[Materials provided — start]
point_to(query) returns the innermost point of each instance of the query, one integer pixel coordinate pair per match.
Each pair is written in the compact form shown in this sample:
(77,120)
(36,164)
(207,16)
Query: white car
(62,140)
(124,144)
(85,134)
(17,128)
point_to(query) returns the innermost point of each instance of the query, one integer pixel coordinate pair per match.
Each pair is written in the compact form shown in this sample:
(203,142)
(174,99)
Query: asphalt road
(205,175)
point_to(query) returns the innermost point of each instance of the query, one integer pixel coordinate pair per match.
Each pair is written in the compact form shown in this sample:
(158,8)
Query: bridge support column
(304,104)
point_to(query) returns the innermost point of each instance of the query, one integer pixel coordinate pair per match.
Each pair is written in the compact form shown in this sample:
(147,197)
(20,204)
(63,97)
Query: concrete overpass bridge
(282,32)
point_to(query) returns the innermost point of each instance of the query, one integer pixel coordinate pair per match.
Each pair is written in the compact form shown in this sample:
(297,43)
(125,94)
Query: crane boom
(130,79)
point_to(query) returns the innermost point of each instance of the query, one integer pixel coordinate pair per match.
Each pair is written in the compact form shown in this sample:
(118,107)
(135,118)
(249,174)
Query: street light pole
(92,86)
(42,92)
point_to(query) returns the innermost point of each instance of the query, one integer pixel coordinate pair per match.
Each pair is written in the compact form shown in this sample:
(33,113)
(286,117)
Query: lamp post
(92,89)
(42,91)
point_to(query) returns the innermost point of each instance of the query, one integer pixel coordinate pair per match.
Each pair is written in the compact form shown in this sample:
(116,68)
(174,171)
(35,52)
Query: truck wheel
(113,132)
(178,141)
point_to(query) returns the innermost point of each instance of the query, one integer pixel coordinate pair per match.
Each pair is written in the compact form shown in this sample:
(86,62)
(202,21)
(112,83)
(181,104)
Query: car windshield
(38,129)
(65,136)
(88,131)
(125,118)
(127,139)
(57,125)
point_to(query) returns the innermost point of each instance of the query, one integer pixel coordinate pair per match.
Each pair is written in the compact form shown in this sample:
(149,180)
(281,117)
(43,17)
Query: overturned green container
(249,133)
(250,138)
[Materials provided — finish]
An exact copy of the listing is what's needed here.

point_to(query) returns the innermost point of each instance of the query, one integer pixel coordinate pair per match.
Each pair is written in the compact form shown in this sample:
(77,120)
(36,164)
(207,16)
Query: white car
(62,140)
(124,144)
(85,134)
(17,128)
point_to(query) returns the innermost point of each instance of the query, one integer pixel coordinate pair per match.
Each pair is written in the compact form shown in this sample:
(203,142)
(174,99)
Query: asphalt road
(205,175)
point_to(query) returns the innermost point of each instance of the query, one integer pixel coordinate pair per match.
Each pair is written in the compact form shown in this sample:
(158,8)
Query: bridge support column
(304,104)
point_to(query) returns the innermost point of each instance of the query, one integer pixel coordinate pair per match.
Each pair is written in the compact form shown in this sample:
(147,197)
(20,204)
(63,97)
Query: concrete overpass bridge
(282,32)
point_to(query) returns the innermost point of each instance of the query, one integer pixel coordinate pair per match.
Each pair is written in the compact form shown in this sample:
(297,43)
(125,94)
Query: crane boom
(130,79)
point_to(query) returns the innermost point of each instance of the query, one integer pixel coordinate pair per match.
Each pair is written in the compact form shown in this sample:
(118,107)
(135,118)
(249,174)
Query: street light pole
(92,86)
(42,92)
point_to(query) returns the innermost point of each instance of the query, one integer pixel coordinate pair per match.
Each pair is written in the compact form shown in this sample:
(33,113)
(286,117)
Query: lamp post
(92,89)
(42,91)
point_to(query) returns the innermost point of each instance of the query, one integer pixel coordinate pair per match.
Each pair is written in the compact form shown in this sample:
(116,68)
(174,171)
(35,52)
Query: truck wheel
(113,132)
(178,141)
point_to(query) returns the innermost point of each instance of the query, one integer pixel coordinate pair per match.
Each pair is written in the compact form shown in this sample:
(86,62)
(202,21)
(112,83)
(181,104)
Query: car windshield
(38,129)
(65,136)
(88,131)
(125,118)
(127,139)
(57,125)
point_to(query) returns the innermost point of each instance of the query, one integer pixel coordinate pair per match.
Each pair is written in the compact form shown in this sample:
(149,180)
(281,117)
(43,17)
Query: overturned green container
(249,133)
(250,138)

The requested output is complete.